--- Dataset content ---
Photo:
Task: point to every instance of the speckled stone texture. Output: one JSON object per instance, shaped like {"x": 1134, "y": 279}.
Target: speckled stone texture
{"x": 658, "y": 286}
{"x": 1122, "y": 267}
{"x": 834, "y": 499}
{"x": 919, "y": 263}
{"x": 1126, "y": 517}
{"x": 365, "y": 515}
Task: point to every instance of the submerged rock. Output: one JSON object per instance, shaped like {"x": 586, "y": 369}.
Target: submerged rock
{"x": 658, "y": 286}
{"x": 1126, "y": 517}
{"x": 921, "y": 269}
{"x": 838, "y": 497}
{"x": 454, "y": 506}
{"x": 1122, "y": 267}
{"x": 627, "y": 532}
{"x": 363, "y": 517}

* * *

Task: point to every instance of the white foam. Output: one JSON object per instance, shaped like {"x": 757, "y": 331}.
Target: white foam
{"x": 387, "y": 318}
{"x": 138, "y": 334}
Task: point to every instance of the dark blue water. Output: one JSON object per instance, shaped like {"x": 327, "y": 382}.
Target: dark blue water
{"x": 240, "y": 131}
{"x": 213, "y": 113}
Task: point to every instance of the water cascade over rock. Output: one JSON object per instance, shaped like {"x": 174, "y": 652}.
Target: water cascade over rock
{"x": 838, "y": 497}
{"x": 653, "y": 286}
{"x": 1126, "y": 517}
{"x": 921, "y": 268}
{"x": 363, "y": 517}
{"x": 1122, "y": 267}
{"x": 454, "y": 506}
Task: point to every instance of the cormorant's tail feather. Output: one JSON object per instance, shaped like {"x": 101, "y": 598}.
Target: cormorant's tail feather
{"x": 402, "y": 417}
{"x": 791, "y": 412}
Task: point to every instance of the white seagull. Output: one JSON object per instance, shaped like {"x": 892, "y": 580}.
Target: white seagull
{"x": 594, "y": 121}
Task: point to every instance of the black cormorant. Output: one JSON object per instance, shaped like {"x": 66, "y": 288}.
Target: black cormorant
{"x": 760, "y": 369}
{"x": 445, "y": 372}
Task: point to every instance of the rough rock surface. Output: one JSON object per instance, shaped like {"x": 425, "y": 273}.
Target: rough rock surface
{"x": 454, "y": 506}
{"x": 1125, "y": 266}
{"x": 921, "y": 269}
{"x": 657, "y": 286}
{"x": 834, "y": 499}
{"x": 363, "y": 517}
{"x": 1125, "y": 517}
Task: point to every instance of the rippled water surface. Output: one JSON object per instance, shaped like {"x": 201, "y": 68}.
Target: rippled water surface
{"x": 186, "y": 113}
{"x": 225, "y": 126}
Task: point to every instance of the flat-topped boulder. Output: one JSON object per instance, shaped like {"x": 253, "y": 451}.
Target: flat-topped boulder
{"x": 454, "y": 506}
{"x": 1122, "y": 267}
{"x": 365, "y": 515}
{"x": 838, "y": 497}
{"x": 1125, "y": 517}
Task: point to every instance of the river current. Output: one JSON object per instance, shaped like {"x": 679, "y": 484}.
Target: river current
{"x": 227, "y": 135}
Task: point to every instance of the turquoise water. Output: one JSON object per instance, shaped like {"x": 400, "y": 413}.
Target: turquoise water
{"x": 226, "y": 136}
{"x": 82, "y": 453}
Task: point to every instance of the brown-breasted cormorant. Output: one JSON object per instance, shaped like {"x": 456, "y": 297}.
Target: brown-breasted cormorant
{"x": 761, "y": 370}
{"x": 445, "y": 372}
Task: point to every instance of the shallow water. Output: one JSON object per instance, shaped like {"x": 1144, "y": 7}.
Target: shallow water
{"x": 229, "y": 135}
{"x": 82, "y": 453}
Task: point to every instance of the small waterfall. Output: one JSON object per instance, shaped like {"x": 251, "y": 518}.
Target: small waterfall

--- Task ---
Wherever a line in the listing contains the word "small", copy that line out.

--- Exercise response ---
Task: point to every instance of the small waterfall. Output: one JSON object per instance, shaped like {"x": 251, "y": 518}.
Target: small waterfall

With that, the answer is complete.